También se confunden adquisición y aprendizaje. La adquisición es espontánea, propia de la interacción cotidiana; el aprendizaje es formal, intencional y mediado por la docencia.
Al no distinguirlos, se cree que basta exponer al estudiantado a textos para lograr comprensión, ignorando la necesidad de estrategias planificadas y acompañamiento crítico.
La confusión aumenta al trasladar enfoques de segundas lenguas —como el comunicativo, centrado en la interacción funcional— a la lectoescritura en lengua materna. Allí se necesitan métodos específicos (sintéticos, globales o mixtos).
El resultado es un híbrido pedagógico: se enseña a leer como si fuera aprender un idioma extranjero, mientras se evalúa con pruebas estandarizadas que responden a otra lógica cultural y lingüística.
Estas incoherencias han configurado un currículo débil, que mezcla adquisición con aprendizaje formal, métodos de lectoescritura con enfoques de segundas lenguas y teorías comunicativas con evaluaciones sin contexto.

# Datos mostrados

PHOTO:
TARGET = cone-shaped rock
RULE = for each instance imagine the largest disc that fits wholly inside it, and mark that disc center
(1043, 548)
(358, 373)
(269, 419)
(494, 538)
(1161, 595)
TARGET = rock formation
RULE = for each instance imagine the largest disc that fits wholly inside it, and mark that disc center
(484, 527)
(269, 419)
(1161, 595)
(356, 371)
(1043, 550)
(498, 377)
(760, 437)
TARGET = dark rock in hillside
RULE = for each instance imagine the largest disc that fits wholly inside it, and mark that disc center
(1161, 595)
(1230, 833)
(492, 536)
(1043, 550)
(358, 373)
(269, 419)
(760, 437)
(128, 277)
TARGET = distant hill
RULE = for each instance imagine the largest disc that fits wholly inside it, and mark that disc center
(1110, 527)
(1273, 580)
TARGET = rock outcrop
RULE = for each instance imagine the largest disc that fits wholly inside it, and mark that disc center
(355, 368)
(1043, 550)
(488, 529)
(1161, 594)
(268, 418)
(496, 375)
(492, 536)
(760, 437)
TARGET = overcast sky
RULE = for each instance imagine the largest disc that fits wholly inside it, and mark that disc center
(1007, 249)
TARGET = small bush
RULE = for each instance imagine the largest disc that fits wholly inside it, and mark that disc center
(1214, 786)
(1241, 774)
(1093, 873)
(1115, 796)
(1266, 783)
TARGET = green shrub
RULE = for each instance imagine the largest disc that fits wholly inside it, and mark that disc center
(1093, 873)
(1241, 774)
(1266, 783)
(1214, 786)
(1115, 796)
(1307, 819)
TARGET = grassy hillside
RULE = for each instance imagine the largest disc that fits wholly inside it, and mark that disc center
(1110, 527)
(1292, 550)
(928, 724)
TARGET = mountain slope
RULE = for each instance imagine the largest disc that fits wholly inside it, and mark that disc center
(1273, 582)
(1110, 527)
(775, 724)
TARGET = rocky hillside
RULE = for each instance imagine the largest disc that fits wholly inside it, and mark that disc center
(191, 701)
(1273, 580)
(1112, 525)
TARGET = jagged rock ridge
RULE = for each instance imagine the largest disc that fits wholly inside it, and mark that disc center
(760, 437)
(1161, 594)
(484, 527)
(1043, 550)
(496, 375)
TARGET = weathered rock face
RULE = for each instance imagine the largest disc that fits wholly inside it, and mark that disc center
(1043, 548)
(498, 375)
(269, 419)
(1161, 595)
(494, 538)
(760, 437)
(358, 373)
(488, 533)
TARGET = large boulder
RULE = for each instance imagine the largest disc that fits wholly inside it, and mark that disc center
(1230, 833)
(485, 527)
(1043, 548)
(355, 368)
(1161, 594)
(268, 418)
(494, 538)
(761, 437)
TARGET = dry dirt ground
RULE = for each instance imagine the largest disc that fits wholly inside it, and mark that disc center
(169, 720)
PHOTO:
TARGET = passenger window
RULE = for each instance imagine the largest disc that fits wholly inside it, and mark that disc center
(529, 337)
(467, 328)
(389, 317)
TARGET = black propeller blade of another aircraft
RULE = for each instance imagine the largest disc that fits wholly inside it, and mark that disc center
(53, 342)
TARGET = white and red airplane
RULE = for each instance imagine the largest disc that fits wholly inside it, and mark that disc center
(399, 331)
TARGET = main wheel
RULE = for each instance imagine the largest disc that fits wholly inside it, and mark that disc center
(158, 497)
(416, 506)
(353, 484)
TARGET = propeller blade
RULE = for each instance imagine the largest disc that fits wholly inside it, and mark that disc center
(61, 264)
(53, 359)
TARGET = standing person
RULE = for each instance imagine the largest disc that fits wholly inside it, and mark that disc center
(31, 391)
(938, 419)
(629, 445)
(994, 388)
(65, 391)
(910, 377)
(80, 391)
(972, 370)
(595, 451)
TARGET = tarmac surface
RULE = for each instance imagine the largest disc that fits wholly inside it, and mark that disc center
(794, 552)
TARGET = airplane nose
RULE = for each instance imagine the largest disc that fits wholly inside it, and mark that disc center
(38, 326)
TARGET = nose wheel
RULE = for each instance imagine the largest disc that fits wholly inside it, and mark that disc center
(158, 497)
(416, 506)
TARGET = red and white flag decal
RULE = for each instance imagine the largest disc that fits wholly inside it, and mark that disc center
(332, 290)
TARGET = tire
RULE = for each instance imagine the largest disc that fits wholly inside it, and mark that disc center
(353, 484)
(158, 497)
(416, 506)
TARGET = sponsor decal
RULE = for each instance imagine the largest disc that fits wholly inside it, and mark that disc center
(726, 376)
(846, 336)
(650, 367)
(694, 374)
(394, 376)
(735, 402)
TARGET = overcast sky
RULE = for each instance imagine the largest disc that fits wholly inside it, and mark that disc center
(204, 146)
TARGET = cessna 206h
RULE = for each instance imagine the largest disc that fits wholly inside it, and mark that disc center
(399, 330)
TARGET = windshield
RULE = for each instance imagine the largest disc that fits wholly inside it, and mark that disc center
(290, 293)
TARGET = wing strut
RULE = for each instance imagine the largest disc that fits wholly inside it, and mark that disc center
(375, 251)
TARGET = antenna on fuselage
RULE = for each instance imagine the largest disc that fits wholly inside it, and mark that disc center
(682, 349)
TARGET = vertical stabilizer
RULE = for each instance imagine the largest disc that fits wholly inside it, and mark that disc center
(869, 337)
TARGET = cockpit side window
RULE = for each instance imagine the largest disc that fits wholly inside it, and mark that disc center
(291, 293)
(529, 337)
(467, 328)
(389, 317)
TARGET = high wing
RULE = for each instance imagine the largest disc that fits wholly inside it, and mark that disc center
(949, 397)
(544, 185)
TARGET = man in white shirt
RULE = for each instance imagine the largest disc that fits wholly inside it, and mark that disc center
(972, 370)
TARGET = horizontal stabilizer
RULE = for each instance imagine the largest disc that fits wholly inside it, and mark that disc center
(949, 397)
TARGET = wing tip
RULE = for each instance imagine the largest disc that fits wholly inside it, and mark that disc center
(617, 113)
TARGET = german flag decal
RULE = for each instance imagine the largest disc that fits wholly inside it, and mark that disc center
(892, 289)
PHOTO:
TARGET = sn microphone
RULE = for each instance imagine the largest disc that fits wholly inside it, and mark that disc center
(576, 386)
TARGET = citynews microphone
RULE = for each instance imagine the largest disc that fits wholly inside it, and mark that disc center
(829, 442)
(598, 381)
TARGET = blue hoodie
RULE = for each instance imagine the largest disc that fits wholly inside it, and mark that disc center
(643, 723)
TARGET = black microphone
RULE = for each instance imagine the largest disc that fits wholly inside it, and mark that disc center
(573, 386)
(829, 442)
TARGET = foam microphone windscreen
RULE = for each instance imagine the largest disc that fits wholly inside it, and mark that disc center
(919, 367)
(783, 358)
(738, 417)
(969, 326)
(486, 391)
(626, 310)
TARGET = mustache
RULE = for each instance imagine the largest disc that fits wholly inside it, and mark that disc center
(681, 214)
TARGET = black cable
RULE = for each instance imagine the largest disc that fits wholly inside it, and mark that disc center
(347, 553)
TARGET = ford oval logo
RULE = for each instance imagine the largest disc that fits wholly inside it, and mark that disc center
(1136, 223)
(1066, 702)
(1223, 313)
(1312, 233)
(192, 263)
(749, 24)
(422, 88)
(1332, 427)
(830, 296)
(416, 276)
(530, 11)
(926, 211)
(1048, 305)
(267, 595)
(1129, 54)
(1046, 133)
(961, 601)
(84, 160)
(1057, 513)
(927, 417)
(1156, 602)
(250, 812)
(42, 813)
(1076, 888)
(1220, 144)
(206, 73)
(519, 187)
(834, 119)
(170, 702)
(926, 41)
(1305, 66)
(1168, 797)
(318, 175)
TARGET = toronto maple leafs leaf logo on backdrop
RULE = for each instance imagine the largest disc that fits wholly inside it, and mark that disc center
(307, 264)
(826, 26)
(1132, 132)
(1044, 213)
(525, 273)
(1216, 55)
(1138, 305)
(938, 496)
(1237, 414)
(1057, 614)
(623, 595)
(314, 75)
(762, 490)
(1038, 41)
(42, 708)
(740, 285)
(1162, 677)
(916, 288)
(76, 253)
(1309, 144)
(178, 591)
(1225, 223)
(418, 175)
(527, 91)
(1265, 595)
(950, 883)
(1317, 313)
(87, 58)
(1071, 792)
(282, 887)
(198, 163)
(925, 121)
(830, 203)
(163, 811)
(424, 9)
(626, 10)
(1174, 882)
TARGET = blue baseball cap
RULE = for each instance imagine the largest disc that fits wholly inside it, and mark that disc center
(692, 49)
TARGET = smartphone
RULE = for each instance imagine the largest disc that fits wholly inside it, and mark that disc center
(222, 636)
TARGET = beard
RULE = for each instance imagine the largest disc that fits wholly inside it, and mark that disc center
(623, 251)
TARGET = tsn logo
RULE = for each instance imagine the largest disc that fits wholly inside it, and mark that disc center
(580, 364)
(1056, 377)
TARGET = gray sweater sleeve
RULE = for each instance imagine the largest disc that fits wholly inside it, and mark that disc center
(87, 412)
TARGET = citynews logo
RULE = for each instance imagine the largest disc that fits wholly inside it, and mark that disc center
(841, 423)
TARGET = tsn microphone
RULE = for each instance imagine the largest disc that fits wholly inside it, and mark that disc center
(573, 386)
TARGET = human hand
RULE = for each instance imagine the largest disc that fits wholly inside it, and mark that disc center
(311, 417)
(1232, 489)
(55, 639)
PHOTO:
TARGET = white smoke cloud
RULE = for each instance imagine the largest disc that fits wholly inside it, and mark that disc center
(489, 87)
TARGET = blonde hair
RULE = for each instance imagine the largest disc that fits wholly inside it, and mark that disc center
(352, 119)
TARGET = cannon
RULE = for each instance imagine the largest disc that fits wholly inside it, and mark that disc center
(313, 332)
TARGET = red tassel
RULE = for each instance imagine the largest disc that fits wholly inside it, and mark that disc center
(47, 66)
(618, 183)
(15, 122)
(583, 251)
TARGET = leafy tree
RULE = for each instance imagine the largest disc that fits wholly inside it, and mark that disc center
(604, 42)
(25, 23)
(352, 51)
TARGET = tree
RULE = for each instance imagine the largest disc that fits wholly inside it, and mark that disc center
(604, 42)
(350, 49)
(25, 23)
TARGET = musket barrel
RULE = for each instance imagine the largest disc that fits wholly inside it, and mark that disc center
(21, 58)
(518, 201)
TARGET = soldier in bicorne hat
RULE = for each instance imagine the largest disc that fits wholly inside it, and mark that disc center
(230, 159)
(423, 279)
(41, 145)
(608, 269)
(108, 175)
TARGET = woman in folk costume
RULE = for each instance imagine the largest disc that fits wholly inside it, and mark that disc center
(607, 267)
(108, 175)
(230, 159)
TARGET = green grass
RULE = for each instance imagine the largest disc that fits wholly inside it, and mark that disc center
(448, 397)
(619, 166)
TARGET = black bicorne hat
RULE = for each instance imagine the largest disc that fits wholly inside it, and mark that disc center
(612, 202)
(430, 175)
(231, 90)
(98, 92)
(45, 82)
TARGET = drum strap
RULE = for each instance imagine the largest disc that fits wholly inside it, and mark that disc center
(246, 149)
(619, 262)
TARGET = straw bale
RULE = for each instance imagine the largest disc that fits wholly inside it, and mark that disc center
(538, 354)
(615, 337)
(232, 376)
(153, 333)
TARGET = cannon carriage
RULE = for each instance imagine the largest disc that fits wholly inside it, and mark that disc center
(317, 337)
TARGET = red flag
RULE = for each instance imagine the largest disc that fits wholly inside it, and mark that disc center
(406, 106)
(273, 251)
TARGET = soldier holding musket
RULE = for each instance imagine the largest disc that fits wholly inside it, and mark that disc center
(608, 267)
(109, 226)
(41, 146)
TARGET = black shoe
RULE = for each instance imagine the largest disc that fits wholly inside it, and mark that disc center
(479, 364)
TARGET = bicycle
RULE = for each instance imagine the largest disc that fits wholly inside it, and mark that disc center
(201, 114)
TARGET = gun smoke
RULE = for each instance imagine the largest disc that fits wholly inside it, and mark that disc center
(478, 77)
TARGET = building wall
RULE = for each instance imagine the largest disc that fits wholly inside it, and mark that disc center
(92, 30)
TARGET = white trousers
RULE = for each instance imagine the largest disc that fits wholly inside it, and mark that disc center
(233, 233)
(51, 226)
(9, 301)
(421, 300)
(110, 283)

# Lista de actividades
**a)** Resume el texto de lectura en dos oraciones.
**b)** Según el texto de lectura, ¿qué métodos específicos se necesitan para la lectoescritura en lengua materna?

# Respuestas
**a)** La adquisición es espontánea y propia de la interacción cotidiana, mientras que el aprendizaje es formal, intencional y mediado por la docencia. Confundirlos, y además trasladar enfoques de segundas lenguas a la lectoescritura en lengua materna, ha producido un híbrido pedagógico y un currículo débil que se evalúa con pruebas estandarizadas sin contexto.

**b)** Métodos sintéticos, globales o mixtos.